# TASK DATA start

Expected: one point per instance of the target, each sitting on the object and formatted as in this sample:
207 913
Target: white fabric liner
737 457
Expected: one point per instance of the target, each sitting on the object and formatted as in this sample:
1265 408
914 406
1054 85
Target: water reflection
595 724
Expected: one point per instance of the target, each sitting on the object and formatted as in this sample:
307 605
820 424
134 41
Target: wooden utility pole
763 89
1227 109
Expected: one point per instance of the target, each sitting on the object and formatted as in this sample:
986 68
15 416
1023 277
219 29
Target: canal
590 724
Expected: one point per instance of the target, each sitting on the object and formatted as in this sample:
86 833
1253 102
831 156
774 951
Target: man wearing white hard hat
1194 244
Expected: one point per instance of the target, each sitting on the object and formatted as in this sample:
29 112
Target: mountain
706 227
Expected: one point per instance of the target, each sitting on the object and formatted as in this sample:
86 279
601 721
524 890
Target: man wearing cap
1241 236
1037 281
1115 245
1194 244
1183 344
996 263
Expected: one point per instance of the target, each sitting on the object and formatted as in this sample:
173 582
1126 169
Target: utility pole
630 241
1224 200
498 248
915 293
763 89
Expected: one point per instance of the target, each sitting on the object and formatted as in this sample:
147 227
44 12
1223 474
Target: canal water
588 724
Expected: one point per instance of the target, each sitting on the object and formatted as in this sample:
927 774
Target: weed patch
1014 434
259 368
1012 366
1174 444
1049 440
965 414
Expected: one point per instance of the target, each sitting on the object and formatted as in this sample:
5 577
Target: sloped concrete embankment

# TASK DATA end

— WRITTEN PROBLEM —
Convert all of the lines above into a numbered list, leaving out any blank lines.

— RESULT —
1. Expected: one point per instance of the target, each sitting on the object and formatted as in this sample:
2. 207 913
3. Target: white fabric liner
4. 737 457
5. Expected: one point per instance of the target, each sitting on the object and formatted as in this sample:
6. 1265 408
7. 914 406
8. 1054 85
9. Target: water reflection
10. 595 724
11. Expected: one point per instance of the target, each sitting on the object and formatted as in this sample:
12. 307 605
13. 820 424
14. 134 41
15. Target: wooden utility pole
16. 763 89
17. 1227 109
18. Expected: one point per instance of the target, each sitting on the object and formatted as in this sample:
19. 986 68
20. 15 416
21. 1023 277
22. 219 29
23. Target: canal
24. 590 724
25. Expected: one point per instance of the target, each sitting on the object and formatted as in this sample:
26. 86 833
27. 1253 102
28. 831 156
29. 774 951
30. Target: man wearing white hard hat
31. 1194 244
32. Expected: one point per instance of the target, each sitting on the object and formatted as in this sample:
33. 29 112
34. Target: mountain
35. 706 227
36. Expected: one point per instance of the target, each sitting on the object and formatted as in this sample:
37. 86 279
38. 601 721
39. 524 890
40. Target: man wearing cap
41. 1241 236
42. 1037 281
43. 1115 245
44. 1194 244
45. 1183 344
46. 996 263
47. Expected: one point per instance of the target, each sitting on the object and formatted as in this sample:
48. 173 582
49. 1126 169
50. Target: utility pole
51. 630 241
52. 1224 200
53. 498 248
54. 915 293
55. 763 89
56. Expected: one point per instance of the target, each sitting on the object and formatted as in this sample:
57. 147 227
58. 44 12
59. 1223 474
60. Target: canal water
61. 588 724
62. Expected: one point per instance of the target, each sitting on the object and formatted as in this sample:
63. 927 774
64. Target: weed patch
65. 1014 434
66. 259 368
67. 1012 366
68. 1174 444
69. 1049 440
70. 965 414
71. Expected: one point per instance of the target, each sitting on the object and formatted as in this sample:
72. 5 577
73. Target: sloped concrete embankment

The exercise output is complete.